DESCRIPTION OF THE TASK: Copy every line of the records below word for word, keeping the original order.

-- Begin INFORMATION GIVEN --

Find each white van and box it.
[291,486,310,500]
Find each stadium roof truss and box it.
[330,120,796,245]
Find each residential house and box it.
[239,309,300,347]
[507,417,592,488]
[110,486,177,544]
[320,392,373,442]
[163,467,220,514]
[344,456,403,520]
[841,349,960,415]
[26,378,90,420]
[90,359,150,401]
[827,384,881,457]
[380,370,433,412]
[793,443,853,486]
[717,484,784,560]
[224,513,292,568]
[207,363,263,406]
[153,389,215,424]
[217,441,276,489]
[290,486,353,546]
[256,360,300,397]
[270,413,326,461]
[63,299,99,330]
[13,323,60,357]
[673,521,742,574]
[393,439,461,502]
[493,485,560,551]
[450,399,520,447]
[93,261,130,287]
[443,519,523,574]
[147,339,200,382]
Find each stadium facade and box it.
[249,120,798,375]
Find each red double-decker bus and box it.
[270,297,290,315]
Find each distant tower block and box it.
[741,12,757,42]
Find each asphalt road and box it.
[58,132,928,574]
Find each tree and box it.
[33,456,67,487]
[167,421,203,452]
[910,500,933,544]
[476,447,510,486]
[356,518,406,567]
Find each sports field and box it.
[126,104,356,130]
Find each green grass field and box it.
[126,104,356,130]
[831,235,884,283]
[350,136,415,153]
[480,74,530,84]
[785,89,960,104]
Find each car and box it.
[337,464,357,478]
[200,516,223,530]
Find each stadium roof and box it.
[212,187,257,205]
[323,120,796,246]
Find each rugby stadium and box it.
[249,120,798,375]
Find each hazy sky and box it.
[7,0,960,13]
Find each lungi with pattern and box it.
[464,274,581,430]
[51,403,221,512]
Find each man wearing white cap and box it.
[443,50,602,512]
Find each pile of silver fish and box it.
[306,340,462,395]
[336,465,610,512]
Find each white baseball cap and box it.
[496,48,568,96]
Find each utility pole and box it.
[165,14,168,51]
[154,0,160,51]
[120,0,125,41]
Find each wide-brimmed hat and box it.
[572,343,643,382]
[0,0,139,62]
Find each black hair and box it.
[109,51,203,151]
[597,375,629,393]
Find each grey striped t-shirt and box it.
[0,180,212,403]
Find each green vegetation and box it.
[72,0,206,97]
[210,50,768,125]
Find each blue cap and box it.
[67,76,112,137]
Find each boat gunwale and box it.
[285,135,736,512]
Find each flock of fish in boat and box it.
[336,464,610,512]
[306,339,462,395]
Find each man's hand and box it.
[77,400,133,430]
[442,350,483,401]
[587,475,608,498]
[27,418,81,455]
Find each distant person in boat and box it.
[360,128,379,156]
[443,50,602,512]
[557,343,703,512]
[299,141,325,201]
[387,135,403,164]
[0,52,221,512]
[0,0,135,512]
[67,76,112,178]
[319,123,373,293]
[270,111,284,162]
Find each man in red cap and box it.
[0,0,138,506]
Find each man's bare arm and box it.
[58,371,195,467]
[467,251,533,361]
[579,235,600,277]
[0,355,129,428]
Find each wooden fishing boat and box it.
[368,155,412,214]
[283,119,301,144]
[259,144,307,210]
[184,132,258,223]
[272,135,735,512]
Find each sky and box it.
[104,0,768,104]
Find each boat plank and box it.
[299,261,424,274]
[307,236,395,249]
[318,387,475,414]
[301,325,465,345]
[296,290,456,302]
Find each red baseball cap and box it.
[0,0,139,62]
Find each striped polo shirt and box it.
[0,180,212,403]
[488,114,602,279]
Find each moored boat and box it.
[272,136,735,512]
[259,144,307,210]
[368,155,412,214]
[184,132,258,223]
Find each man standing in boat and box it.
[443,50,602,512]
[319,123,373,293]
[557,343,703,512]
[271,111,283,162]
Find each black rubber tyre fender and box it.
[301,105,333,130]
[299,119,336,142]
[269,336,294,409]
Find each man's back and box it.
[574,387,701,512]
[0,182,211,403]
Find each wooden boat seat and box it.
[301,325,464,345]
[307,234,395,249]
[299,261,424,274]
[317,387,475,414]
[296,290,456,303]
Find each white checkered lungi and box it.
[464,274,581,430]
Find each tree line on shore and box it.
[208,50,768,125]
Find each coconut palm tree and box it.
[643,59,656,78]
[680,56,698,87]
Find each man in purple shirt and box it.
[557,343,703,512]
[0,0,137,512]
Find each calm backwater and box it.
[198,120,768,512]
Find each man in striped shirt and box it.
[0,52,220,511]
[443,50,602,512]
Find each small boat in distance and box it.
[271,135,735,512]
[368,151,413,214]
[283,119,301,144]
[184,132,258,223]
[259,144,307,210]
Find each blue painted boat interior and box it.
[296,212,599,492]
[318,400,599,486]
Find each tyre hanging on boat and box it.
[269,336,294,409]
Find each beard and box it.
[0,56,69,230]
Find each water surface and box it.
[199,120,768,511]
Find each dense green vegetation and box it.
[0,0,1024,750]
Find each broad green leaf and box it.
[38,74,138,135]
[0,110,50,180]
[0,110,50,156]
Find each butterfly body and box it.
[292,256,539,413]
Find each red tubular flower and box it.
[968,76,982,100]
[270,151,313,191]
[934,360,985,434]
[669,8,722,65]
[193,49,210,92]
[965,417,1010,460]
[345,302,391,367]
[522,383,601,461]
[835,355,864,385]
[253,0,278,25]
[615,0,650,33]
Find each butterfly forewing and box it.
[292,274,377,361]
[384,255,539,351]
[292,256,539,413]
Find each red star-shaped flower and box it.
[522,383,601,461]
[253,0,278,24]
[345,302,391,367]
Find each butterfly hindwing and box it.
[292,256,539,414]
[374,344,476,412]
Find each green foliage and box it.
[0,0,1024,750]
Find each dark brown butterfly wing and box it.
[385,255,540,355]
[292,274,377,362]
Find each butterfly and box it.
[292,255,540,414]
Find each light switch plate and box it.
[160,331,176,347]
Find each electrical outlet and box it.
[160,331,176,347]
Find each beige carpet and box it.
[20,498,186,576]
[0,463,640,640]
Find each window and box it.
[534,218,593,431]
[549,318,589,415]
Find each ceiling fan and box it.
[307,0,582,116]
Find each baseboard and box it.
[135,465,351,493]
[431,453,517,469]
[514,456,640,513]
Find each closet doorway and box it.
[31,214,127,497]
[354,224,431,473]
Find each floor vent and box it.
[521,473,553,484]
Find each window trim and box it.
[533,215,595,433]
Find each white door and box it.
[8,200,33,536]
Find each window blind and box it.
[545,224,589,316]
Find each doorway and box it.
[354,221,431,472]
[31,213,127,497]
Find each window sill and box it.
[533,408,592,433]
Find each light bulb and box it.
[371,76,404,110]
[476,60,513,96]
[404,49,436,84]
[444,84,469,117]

-- End INFORMATION GIVEN --

RESPONSE FOR THIS EXERCISE:
Find each white van and box it.
[291,486,310,500]
Find each stadium roof truss and box it.
[330,120,796,245]
Find each residential house and box it.
[239,309,300,347]
[507,417,592,488]
[110,486,177,544]
[320,392,373,442]
[163,467,220,514]
[344,456,403,520]
[841,349,960,415]
[26,378,90,420]
[90,359,150,401]
[827,384,881,457]
[380,370,433,412]
[793,443,853,486]
[717,484,784,560]
[224,513,292,568]
[207,363,263,406]
[153,389,215,424]
[217,441,276,489]
[290,486,353,546]
[256,360,300,397]
[270,413,326,461]
[63,299,99,330]
[13,323,60,357]
[673,521,742,574]
[393,439,461,502]
[493,485,560,551]
[450,399,520,447]
[93,261,130,287]
[443,519,523,574]
[147,339,200,382]
Find each stadium facade and box it.
[249,120,798,375]
Find each red double-decker bus and box it.
[270,297,290,315]
Find each distant tower block and box it.
[741,12,757,42]
Find each asphalt road and box it.
[58,132,928,574]
Find each tree and box it.
[33,456,67,487]
[167,421,203,452]
[910,500,933,544]
[476,447,510,486]
[356,518,406,567]
Find each sports field and box it.
[126,104,356,130]
Find each green grass field and box it.
[126,104,356,130]
[831,235,884,283]
[350,136,415,153]
[480,74,530,84]
[785,89,960,104]
Find each car and box it.
[337,464,357,478]
[200,516,223,530]
Find each stadium roof and box it.
[212,187,257,205]
[323,120,796,246]
Find each rugby stadium and box it.
[249,120,798,375]
Find each hazy sky and box it.
[7,0,960,13]
Find each lungi with pattern and box it.
[464,274,581,430]
[51,403,221,512]
Find each man wearing white cap and box it.
[443,50,602,512]
Find each pile of silver fish and box it.
[306,340,462,395]
[336,465,610,512]
Find each white baseball cap and box it.
[496,48,568,96]
Find each utility pole and box it.
[165,14,168,51]
[154,0,160,51]
[120,0,125,41]
Find each wide-brimmed hat and box it.
[572,343,643,382]
[0,0,139,62]
Find each black hair and box it.
[109,51,203,151]
[597,375,629,393]
Find each grey striped t-shirt and box it.
[0,180,212,403]
Find each green vegetation and box it.
[72,0,206,97]
[210,50,768,125]
Find each blue cap and box it.
[67,76,112,137]
Find each boat gunwale and box it.
[285,135,736,512]
Find each flock of fish in boat and box it.
[336,464,610,512]
[306,339,462,395]
Find each man's hand and box it.
[77,400,133,430]
[442,350,483,401]
[587,475,608,498]
[27,418,81,455]
Find each distant person in boat and box it.
[360,128,379,156]
[443,50,602,512]
[557,343,703,512]
[299,141,325,201]
[387,135,403,164]
[0,52,221,512]
[0,0,135,512]
[67,76,112,178]
[319,123,373,293]
[270,111,284,162]
Find each man in red cap and box it.
[0,0,138,506]
Find each man's bare arm and box it.
[58,371,195,467]
[467,251,533,361]
[579,235,600,277]
[0,355,129,428]
Find each wooden fishing boat and box it.
[368,155,412,214]
[283,119,301,144]
[259,144,307,210]
[184,132,258,223]
[272,135,735,512]
Find each sky and box it.
[104,0,768,104]
Find each boat plank and box it.
[299,261,424,274]
[307,236,395,249]
[318,387,475,414]
[301,325,465,345]
[296,290,456,302]
Find each red baseball cap and box it.
[0,0,139,62]
Find each striped polo shirt and box it.
[0,180,212,403]
[488,114,602,279]
Find each moored boat and box it.
[272,136,735,512]
[259,144,307,210]
[368,155,412,214]
[184,132,258,223]
Find each man standing in boat and box it.
[443,50,602,512]
[319,123,373,293]
[557,343,703,512]
[271,111,283,162]
Find each black rubber tyre fender and box it.
[301,105,333,130]
[299,119,336,142]
[269,336,294,409]
Find each man's back and box it.
[574,387,701,512]
[0,182,211,403]
Find each wooden boat seat and box it.
[301,325,464,345]
[307,234,395,249]
[299,261,424,274]
[317,387,475,414]
[296,290,456,303]
Find each white checkered lungi and box it.
[464,274,581,430]
Find each tree line on shore and box it.
[208,50,768,125]
Find each coconut palm tree and box it.
[643,59,656,78]
[680,56,698,87]
Find each man in purple shirt and box it.
[557,343,703,512]
[0,0,137,512]
Find each calm backwater and box it.
[198,120,768,512]
Find each man in striped shirt and box it.
[0,52,220,511]
[443,50,602,512]
Find each small boat in distance and box it.
[271,135,735,512]
[368,151,413,214]
[283,119,301,144]
[184,132,258,223]
[259,144,307,210]
Find each blue painted boat interior and box it.
[296,212,599,492]
[318,400,599,486]
Find each tyre hanging on boat and box it.
[269,336,294,409]
Find each beard and box it.
[0,56,69,230]
Find each water surface and box it.
[199,120,768,511]
Find each dense green vegetation and box it.
[0,0,1024,750]
Find each broad green leaf and box it.
[38,74,138,135]
[0,110,50,180]
[0,110,50,156]
Find each butterfly body and box it.
[292,256,539,413]
Find each red tubular flower and box it.
[968,76,982,100]
[270,151,313,191]
[934,360,985,434]
[669,8,722,65]
[193,49,210,92]
[965,417,1010,460]
[345,302,391,367]
[522,383,601,461]
[835,355,864,385]
[253,0,278,25]
[615,0,650,33]
Find each butterfly forewing and box it.
[292,274,377,361]
[384,255,539,351]
[292,256,539,413]
Find each red star-shaped flower and box it.
[522,383,601,461]
[253,0,278,24]
[345,302,391,367]
Find each butterfly hindwing and box it.
[292,256,539,414]
[374,344,476,412]
Find each green foliage and box it.
[0,0,1024,750]
Find each dark brown butterfly wing and box it.
[385,255,540,355]
[292,274,377,362]
Find each butterfly and box it.
[292,255,540,414]
Find each light switch plate and box it.
[160,331,176,347]
Find each electrical outlet and box it.
[160,331,176,347]
Find each beige carpet and box it.
[20,498,186,576]
[0,463,640,640]
Find each window and box it.
[534,218,593,431]
[549,318,589,415]
Find each ceiling fan and box it.
[307,0,582,116]
Find each baseboard and box it.
[135,465,351,493]
[431,453,517,469]
[514,456,640,513]
Find each closet doorway and box it.
[31,214,127,497]
[354,224,431,473]
Find each floor vent and box it.
[521,473,553,484]
Find each window trim and box it.
[533,215,595,433]
Find each white door and box it.
[8,200,33,536]
Find each window blind and box it.
[545,224,589,316]
Find each doorway and box it.
[354,221,431,472]
[31,213,127,497]
Find each window sill and box it.
[533,408,592,433]
Find each light bulb and box it.
[371,76,404,110]
[476,60,513,96]
[404,49,436,84]
[444,84,469,117]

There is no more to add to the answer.